- _WHAT IS REQUIRED_
Your task is to copy each line of the listing that contains the word "target".

::::::::::

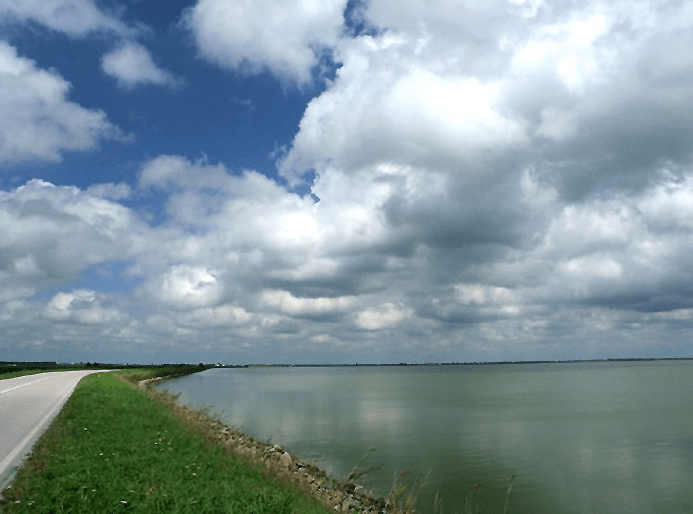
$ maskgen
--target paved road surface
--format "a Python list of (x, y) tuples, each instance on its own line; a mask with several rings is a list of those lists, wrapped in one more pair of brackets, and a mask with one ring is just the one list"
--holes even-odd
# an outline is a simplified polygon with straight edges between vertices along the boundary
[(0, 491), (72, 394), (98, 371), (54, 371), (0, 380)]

::::::::::

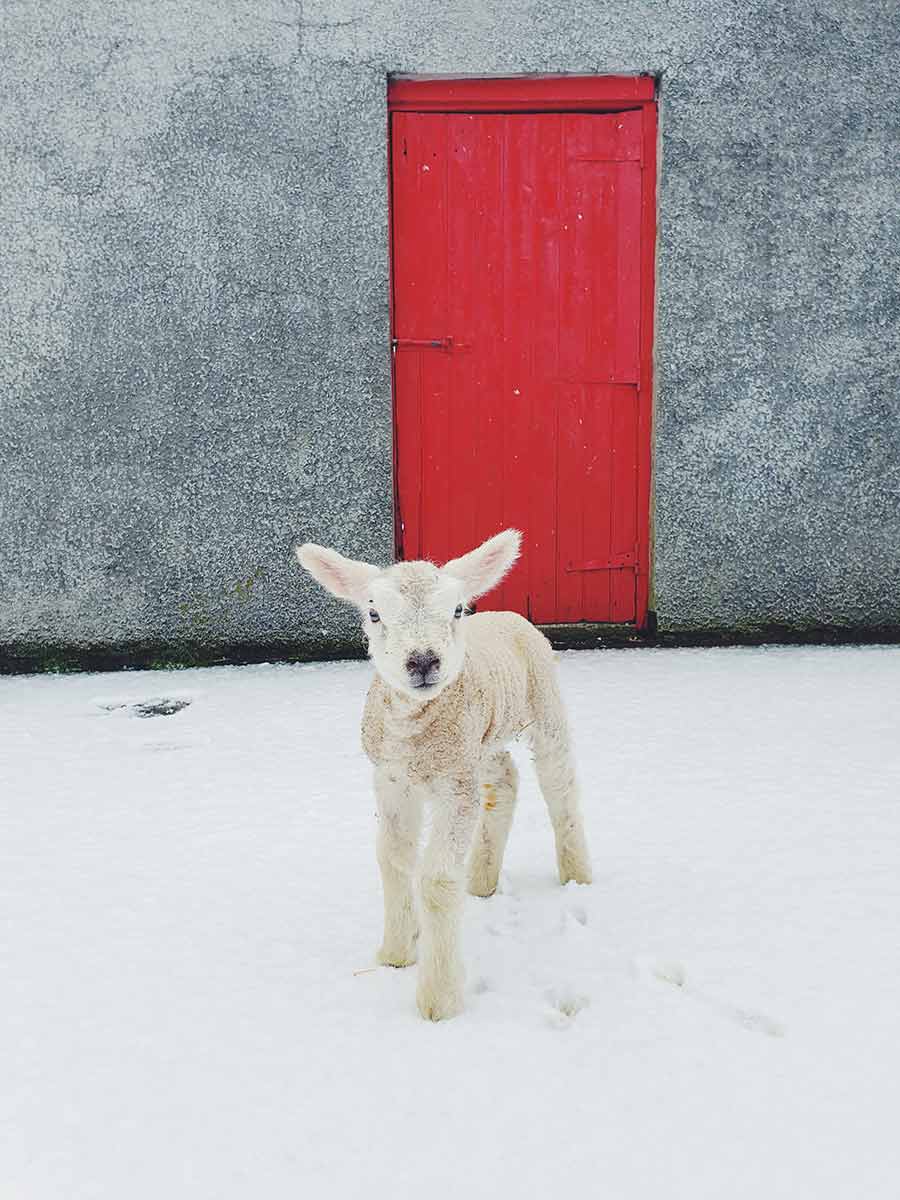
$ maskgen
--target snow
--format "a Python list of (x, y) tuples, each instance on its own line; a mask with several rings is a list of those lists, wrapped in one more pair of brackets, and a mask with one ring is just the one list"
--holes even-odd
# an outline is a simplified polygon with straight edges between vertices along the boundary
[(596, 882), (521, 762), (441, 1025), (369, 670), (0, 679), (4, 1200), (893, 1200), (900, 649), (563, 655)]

::::::::::

- _THE COMPLETED TASK_
--target paved road surface
--target snow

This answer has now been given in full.